> **Passage given**:
--------------------

# Kliche overdrive problem, no sound



## Uglycatstudio (Nov 28, 2021)

Hey everyone!! I finally took the plunge and ordered a Kliche overdrive (2 actually) to build. Followed the parts list and ordered off Tayda, spent an evening building and hit a roadblock. Led is always on, gets slightly brighter when engaging the pedal and passes no sound, on or "off". Checked all my connections and reviewed documentation numerous times. Throwing this out here as a hail mary. Any help would be much appreciated!!

Ps: used russian diodes and identification rings are reversed, although I tried reversing them with no change what so ever.


----------



## Mcknib (Nov 28, 2021)

You might have your switch the wrong side of the breakout board can't clearly see it, If that's the case then your switch possibly won't connect correctly

You could continuity check the S pads on the main pcb to make sure they go to the correct 3PDT lugs eg S1 goes to 3PDT lug 1 etc as in the pic

I think as long as S1, 2, 3 connect to their 3PDT lugs on the left and 4,5,6 on the right it'll be fine the way you have it





I haven't built it so not 100% If it matters seeing as it's the same both sides

We can't actually trace your offboard wiring to DC jack and in and out jacks post a couple of pics so we can see them clearly and trace the wiring


----------



## carlinb17 (Nov 28, 2021)

--------------------

> **Input rows**:

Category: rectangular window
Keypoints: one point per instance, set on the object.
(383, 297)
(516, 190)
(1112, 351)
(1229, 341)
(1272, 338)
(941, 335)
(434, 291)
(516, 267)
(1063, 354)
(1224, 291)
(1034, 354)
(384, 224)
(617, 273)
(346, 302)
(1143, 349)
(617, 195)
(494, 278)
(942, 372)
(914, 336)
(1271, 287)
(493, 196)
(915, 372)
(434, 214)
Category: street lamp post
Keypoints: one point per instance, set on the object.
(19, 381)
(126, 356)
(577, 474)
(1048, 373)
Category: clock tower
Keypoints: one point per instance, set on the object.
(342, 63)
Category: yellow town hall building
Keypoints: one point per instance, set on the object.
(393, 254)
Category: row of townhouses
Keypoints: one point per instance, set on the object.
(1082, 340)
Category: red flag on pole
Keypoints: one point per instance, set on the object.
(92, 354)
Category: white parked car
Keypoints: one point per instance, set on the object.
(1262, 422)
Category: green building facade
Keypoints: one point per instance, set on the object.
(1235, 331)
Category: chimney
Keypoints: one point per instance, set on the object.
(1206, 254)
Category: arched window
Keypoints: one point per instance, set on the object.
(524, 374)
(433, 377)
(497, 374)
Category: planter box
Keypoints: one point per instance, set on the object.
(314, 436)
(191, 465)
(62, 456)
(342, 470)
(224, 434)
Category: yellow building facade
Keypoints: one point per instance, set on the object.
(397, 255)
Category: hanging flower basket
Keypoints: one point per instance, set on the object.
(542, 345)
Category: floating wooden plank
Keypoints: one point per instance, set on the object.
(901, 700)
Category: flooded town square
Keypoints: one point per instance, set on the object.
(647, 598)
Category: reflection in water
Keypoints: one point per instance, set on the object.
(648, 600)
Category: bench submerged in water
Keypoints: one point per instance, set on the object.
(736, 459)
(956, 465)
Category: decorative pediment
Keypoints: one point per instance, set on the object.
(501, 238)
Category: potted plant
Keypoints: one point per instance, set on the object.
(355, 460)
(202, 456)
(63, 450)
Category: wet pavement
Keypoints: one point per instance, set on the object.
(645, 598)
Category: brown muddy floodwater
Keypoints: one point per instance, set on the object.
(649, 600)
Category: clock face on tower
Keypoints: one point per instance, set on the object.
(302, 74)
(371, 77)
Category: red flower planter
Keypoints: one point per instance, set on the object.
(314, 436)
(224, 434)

--------------------

> **Exercise tasks**:
(A) In the listing, from the line with "Category: wet pavement" through the end of the listing, swap "instance" for "item" and write those lines out again with nothing else changed.
(B) Write the next part of the forum thread about the Kliche overdrive build, picking up after its last line.
The listing has no connection to the forum thread about the Kliche overdrive build.

> **Answers below**:
(A)
Category: wet pavement
Keypoints: one point per item, set on the object.
(645, 598)
Category: brown muddy floodwater
Keypoints: one point per item, set on the object.
(649, 600)
Category: clock face on tower
Keypoints: one point per item, set on the object.
(302, 74)
(371, 77)
Category: red flower planter
Keypoints: one point per item, set on the object.
(314, 436)
(224, 434)

(B)
ditto on what Mcknib said, you also definitely need to clean and reflow, it looks like you might have bridges on the backside. Was the pedal powered when you tried the sound as well, buffered requires the power because the sound actually travels through part of the circuit. So if you have power, and bypass/on doesn't work, we need to look at the path audio travels from the input through the switch through the board and back out the output.


----------



## Uglycatstudio (Nov 28, 2021)

Thanks guys!! I just checked the switch layout and it matches what mcknib's diagram. I'm cleaning the flux and reflowing right now. I'll let you know in a few minutes if it worked.
Yes it was powered by 9v when I tried sound. No sound travels through in either mode


----------



## carlinb17 (Nov 28, 2021)

great posting updated images helps a lot.


----------



## Uglycatstudio (Nov 28, 2021)

Just reflowed and cleaned off excess flux, same issue.
I also checked, no bridges between solder (may appear in picture, but those are plastic hair from cleaning with a brush)


----------



## carlinb17 (Nov 28, 2021)

Can you check your input jack I think it’s wired wrong


----------



## Uglycatstudio (Nov 29, 2021)

If you're refering to the 9v, yes the center is positive on purpose. I ordered metal 9v jacks thinking they would be superior, but forgot the polarity is center negative and positive would conduct against the enclosure. Waiting on plastic jacks as we speak, the 9v adapter has been modified for this and is also centre positive


----------



## Mcknib (Nov 29, 2021)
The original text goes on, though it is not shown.